We have known for a number of years now that it is possible for animals to have memories for past events or episodes in their lives as we do. This ‘episodic-like memory’ was originally shown through a series of innovative experiments with scrub jays (see my post today on The Guest Blog!).

The key trait of the western scrub jays used by Clayton and Dickinson in their influential experiments was that the birds had a natural tendency to store food and dig it up at a later date. This was useful for testing them, as this natural behaviour could be used to determine whether the birds remembered what they had stored in the past, where they had stored it, and when they had stored it. This ‘what-where-when’ triad has become somewhat of a gold standard for proving episodic-like memory in animals.

Since the scrub jays, people have looked to see if other animals also possess episodic-like memory. A lot of animals have been shown to be able to also remember what, where and when an event happened, including chimpanzees, orangutans, bonobos, meadow voles and magpies. However, other studies have failed to show episodic memory in animals like rhesus monkeys and rats. Is it really the case that some animals can remember, whereas others just cannot? What seems more likely is that the way in which we ‘ask’ the animals if they remember gives us different results.

○ ○ ○ ○ ○ ○ ○

What to do >>
A - In the passage on animal episodic-like memory, what natural tendency of western scrub jays made them useful for testing?
B - Copy the passage on animal episodic-like memory word for word, beginning at the words "We have known" and stopping after "memory in animals.".

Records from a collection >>

○ ○ ○ ○ ○ ○ ○

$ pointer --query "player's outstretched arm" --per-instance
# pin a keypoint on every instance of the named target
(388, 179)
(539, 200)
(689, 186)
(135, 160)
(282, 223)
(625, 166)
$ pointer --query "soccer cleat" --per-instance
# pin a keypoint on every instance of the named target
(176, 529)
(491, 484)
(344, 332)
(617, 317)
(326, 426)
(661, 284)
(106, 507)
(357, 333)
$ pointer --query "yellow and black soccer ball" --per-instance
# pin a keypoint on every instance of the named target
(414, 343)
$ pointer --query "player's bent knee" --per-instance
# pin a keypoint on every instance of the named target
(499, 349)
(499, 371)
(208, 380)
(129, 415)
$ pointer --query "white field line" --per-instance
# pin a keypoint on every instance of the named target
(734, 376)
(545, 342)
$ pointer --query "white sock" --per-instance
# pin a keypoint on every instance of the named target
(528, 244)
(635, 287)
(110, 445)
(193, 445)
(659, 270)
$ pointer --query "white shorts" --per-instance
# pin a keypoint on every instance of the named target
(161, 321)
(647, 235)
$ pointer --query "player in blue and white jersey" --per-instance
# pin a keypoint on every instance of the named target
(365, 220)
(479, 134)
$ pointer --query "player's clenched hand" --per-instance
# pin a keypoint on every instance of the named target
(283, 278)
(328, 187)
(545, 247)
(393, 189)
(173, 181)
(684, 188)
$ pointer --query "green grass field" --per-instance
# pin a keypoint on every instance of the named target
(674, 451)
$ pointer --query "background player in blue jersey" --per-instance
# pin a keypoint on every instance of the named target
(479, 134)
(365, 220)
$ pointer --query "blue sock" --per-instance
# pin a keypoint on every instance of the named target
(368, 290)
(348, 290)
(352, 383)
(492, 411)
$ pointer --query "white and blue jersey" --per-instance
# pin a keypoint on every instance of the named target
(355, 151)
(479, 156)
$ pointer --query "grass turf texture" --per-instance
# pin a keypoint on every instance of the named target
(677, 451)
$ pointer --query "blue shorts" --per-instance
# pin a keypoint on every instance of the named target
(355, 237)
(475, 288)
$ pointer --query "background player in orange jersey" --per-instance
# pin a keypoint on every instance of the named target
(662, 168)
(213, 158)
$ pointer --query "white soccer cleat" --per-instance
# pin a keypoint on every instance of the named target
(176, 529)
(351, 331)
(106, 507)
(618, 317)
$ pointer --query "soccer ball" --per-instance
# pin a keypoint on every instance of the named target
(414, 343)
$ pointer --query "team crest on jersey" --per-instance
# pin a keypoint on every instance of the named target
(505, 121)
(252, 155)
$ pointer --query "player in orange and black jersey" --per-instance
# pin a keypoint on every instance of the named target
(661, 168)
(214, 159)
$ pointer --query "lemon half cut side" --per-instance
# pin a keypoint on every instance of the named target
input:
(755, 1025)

○ ○ ○ ○ ○ ○ ○

Answers to the exercise >>
A - They naturally store food and dig it up at a later date.

B -
We have known for a number of years now that it is possible for animals to have memories for past events or episodes in their lives as we do. This ‘episodic-like memory’ was originally shown through a series of innovative experiments with scrub jays (see my post today on The Guest Blog!).

The key trait of the western scrub jays used by Clayton and Dickinson in their influential experiments was that the birds had a natural tendency to store food and dig it up at a later date. This was useful for testing them, as this natural behaviour could be used to determine whether the birds remembered what they had stored in the past, where they had stored it, and when they had stored it. This ‘what-where-when’ triad has become somewhat of a gold standard for proving episodic-like memory in animals.